**Task instructions**.
Return every line of the material below that contains the word "light", copying each line in full.

**Material provided**.
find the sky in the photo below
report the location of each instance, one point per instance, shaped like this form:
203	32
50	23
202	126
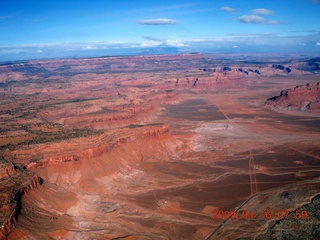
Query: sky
32	29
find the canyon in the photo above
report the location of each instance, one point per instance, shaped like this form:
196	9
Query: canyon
187	146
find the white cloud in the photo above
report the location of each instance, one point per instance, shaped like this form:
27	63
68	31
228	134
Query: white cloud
174	43
228	9
158	21
255	19
262	11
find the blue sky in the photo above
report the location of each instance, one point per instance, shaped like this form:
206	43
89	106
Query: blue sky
58	28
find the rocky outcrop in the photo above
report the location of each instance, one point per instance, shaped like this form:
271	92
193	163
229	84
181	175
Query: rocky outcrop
104	144
15	182
303	98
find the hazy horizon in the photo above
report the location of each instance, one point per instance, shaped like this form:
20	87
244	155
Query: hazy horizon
58	29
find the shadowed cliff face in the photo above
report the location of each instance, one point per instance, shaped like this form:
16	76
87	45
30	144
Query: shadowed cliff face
15	183
304	98
95	198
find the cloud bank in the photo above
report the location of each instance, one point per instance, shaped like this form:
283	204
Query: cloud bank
256	19
158	21
228	9
262	11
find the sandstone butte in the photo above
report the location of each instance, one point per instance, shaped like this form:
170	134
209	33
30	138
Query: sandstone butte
150	147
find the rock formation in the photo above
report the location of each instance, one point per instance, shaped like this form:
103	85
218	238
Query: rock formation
15	182
303	98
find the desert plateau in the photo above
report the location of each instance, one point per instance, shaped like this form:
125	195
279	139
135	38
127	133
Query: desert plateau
182	146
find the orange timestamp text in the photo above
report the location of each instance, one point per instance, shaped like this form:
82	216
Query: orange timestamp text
267	214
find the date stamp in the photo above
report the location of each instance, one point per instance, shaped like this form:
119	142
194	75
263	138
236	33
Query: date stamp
268	214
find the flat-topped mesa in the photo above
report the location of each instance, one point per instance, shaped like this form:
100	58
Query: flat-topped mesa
304	98
15	183
90	148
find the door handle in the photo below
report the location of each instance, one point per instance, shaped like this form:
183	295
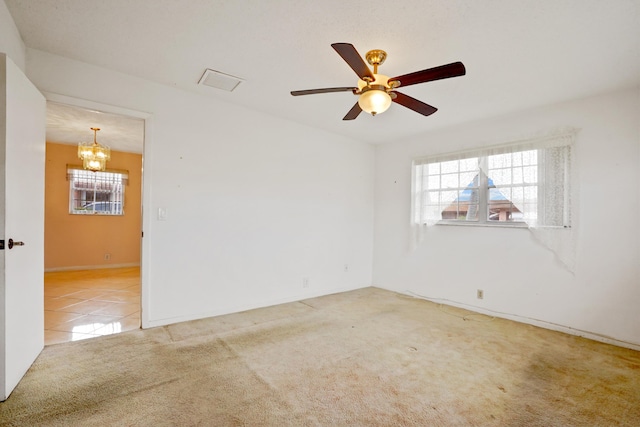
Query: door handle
12	243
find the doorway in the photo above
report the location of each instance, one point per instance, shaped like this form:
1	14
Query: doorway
92	284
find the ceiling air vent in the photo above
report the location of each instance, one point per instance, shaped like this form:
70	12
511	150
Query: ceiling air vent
219	80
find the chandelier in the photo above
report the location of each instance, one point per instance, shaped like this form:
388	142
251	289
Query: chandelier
94	156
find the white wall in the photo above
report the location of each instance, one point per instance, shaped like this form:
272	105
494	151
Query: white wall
520	278
254	203
10	41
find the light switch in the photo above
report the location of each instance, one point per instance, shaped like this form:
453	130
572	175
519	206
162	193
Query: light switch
162	214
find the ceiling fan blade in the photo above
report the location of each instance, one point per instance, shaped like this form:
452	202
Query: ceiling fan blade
325	90
353	113
414	104
454	69
353	58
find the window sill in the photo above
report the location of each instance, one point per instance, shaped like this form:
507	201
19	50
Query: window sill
522	225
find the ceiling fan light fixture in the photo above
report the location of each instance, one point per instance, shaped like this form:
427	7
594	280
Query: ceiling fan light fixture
374	101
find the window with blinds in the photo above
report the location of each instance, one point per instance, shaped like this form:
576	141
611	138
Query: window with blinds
96	193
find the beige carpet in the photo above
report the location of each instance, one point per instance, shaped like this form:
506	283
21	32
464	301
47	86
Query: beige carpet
363	358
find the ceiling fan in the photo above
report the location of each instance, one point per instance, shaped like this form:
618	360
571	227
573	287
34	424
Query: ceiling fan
377	91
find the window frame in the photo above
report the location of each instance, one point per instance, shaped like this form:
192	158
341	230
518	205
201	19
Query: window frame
73	171
419	209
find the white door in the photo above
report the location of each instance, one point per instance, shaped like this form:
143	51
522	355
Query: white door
22	157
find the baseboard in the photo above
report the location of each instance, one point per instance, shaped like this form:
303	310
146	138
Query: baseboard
530	321
91	267
245	307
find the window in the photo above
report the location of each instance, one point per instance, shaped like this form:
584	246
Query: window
527	184
100	193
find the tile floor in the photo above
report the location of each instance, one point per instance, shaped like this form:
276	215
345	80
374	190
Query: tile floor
90	303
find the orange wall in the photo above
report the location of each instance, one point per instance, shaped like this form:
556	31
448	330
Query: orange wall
83	240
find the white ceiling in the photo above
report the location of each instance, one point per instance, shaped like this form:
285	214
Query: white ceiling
519	54
71	125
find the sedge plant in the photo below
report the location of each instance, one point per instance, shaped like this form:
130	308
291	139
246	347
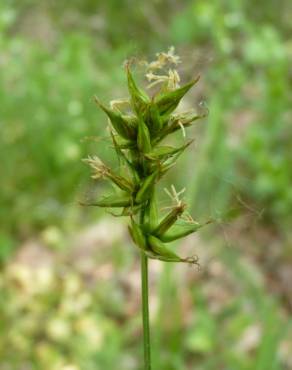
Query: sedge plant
138	128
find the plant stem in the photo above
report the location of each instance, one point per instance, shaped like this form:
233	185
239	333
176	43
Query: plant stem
145	305
145	312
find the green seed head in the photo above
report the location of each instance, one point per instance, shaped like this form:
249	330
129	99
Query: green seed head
137	126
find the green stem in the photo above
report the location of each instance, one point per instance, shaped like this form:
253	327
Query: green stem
145	306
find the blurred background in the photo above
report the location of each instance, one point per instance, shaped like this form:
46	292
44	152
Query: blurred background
69	276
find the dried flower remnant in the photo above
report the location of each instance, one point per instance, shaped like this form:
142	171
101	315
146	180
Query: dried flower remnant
137	126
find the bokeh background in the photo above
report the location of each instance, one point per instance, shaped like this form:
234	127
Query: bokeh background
69	279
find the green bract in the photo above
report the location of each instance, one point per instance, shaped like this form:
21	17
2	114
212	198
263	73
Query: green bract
136	137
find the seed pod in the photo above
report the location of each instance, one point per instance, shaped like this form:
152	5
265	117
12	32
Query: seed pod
131	210
164	152
139	98
120	124
151	213
177	124
121	182
137	235
124	144
167	102
146	188
143	140
169	219
111	201
156	122
161	251
122	155
178	231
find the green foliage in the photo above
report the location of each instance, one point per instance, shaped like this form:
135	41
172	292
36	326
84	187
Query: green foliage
141	131
55	56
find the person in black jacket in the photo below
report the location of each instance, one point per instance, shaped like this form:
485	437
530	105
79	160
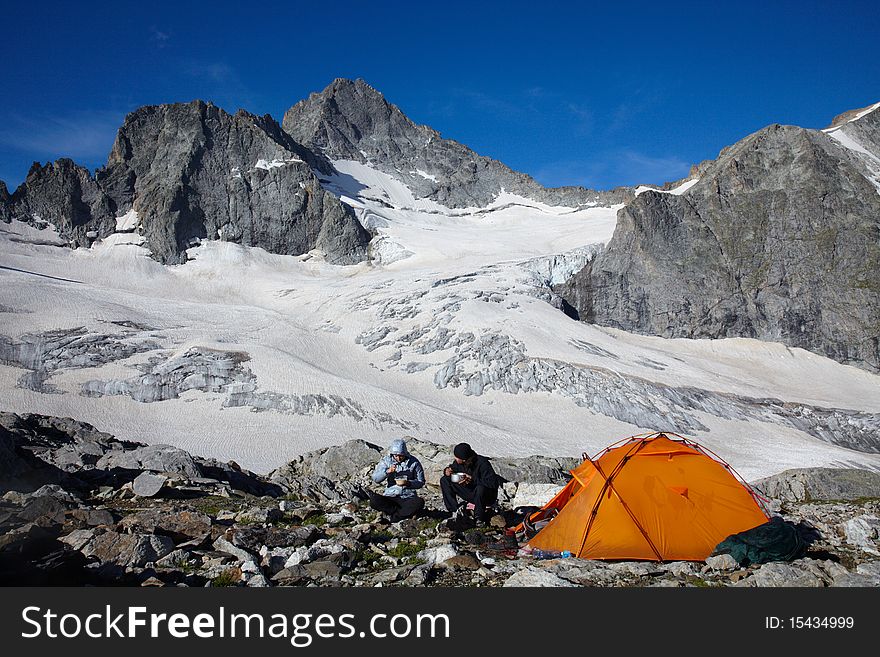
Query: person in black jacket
478	485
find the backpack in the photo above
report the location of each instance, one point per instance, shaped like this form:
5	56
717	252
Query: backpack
776	540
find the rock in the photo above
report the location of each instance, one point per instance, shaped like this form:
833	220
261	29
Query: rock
392	575
259	515
270	539
781	575
864	532
177	559
816	484
322	570
43	510
536	577
329	473
180	526
152	458
78	538
533	494
462	562
91	517
319	549
723	562
147	484
767	244
223	545
181	173
437	554
152	581
349	120
64	194
258	581
132	550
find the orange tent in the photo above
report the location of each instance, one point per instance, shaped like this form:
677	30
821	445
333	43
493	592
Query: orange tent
655	497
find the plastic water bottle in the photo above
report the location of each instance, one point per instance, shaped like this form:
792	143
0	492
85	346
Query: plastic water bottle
551	554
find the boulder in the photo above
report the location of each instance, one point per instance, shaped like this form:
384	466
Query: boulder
128	550
147	484
152	458
180	526
537	577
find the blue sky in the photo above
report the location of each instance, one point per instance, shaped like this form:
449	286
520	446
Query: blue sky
570	93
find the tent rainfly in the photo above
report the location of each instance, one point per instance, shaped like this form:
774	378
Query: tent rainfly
654	497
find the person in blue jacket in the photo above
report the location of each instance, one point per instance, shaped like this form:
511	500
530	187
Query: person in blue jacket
399	500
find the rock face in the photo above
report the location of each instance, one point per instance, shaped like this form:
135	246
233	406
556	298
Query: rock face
64	194
807	484
194	171
778	240
350	120
190	172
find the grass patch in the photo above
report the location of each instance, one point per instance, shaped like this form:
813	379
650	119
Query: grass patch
230	577
381	536
404	550
318	520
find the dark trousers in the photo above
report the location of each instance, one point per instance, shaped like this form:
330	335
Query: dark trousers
479	496
397	508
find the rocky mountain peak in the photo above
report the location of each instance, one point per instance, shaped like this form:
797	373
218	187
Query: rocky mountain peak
776	241
854	114
350	120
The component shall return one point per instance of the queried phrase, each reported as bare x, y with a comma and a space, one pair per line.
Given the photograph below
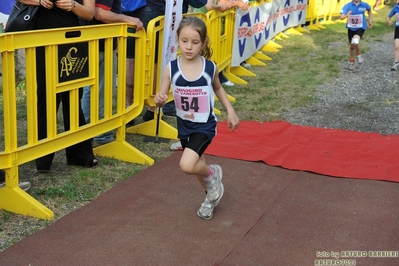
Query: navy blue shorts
197, 142
352, 33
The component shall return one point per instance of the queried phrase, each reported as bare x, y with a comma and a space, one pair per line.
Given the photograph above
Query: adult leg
81, 153
107, 136
42, 163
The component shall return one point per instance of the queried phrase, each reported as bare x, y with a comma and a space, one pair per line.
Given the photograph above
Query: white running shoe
214, 184
359, 59
228, 83
205, 211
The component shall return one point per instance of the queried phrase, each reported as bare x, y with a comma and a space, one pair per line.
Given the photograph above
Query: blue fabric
184, 127
394, 11
107, 136
6, 6
357, 10
131, 5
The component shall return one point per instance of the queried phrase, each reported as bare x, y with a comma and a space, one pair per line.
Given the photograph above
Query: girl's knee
186, 167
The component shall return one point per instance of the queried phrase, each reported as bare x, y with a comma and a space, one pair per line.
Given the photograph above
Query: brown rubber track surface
268, 216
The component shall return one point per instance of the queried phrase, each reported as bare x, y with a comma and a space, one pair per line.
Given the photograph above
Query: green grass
288, 81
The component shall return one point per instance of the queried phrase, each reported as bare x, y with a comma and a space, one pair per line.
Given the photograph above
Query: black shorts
396, 36
352, 33
197, 142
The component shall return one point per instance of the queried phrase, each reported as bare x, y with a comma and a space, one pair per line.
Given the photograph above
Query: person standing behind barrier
106, 11
151, 10
395, 12
60, 14
5, 10
196, 120
355, 11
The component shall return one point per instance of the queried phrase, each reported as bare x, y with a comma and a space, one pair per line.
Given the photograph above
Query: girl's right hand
160, 99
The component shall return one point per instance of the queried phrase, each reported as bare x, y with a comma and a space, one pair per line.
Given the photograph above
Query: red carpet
332, 152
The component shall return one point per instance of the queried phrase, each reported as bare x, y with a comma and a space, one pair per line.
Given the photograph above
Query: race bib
192, 104
355, 21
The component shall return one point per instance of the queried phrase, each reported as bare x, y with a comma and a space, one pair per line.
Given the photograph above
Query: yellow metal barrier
152, 82
12, 198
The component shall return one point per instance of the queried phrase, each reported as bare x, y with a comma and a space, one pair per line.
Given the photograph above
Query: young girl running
395, 12
194, 82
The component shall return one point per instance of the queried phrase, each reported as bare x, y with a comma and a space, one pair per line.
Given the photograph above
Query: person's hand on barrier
136, 22
224, 6
160, 99
67, 5
233, 122
46, 4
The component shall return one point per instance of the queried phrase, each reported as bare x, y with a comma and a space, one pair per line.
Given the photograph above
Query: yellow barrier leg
242, 71
283, 35
149, 129
255, 62
122, 150
293, 31
18, 201
301, 29
235, 79
261, 56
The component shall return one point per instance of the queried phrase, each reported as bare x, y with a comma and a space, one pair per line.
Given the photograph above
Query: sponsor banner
258, 25
173, 16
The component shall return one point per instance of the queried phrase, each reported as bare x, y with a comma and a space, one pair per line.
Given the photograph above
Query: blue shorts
197, 142
352, 33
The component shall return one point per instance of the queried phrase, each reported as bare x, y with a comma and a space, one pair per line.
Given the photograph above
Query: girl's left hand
233, 122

**Exercise output**.
find the light switch in the photo above
Query: light switch
find the ceiling fan light fixture in the photo above
Query: ceiling fan light fixture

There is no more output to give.